OBJETIVO A:
Na carta sobre ferramentas da língua portuguesa, que informações quem escreve pede aos destinatários?

TEXTO DE ORIGEM:
DÚVIDAS

Ferramentas na Língua. Portugal-Brasil

Escrevo esta carta para lhes pedir informações sobre referências de consulta acerca desta nossa bela língua, que em tempos de atentados linguísticos vigentes e enfileirados no porvir, tem de ser defendida do niilismo linguístico e peçonhento conformismo, com unhas, garras, dentes, e excelentes referências encadernadas com o legado no seu ventre.

Sei que enunciar exaustivamente e qualitativamente um sortido de dicionários e tratados da língua portuguesa, pode ser uma tarefa morosa e provavelmente desenquadrada em relação a uma pessoa desconhecida, que, fazendo assim sumariamente um tal pedido, aparentemente não faz ideia do trabalho envolvido na dita tarefa.

Registros extraídos de uma coleção:
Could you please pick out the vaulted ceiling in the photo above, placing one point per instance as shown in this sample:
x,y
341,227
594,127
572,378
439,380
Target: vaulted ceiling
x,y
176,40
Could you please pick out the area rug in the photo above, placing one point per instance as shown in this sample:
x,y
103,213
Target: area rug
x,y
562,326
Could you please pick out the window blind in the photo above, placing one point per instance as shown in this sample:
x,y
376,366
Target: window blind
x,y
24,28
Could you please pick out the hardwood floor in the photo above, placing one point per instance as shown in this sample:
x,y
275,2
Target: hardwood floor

...

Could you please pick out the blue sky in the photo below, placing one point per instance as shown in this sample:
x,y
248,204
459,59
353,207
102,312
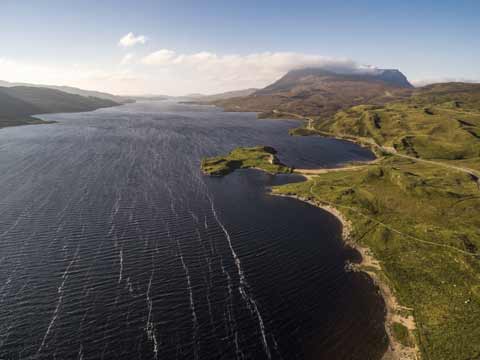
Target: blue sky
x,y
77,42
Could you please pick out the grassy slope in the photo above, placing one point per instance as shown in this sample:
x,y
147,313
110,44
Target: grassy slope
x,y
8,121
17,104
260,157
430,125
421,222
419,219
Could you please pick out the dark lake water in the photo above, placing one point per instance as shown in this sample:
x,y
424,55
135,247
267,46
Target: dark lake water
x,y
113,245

OBJETIVO B:
Reescreva como lista JSON de strings as linhas dos registros entre a que contém "Could you please pick out the window" e a que contém "Target: hardwood floor", inclusive, com uma string por linha e sem as linhas em branco.

RESPOSTA A:
Pede informações sobre referências de consulta acerca da língua portuguesa.

RESPOSTA B:
[
  "Could you please pick out the window blind in the photo above, placing one point per instance as shown in this sample:",
  "x,y",
  "376,366",
  "Target: window blind",
  "x,y",
  "24,28",
  "Could you please pick out the hardwood floor in the photo above, placing one point per instance as shown in this sample:",
  "x,y",
  "275,2",
  "Target: hardwood floor"
]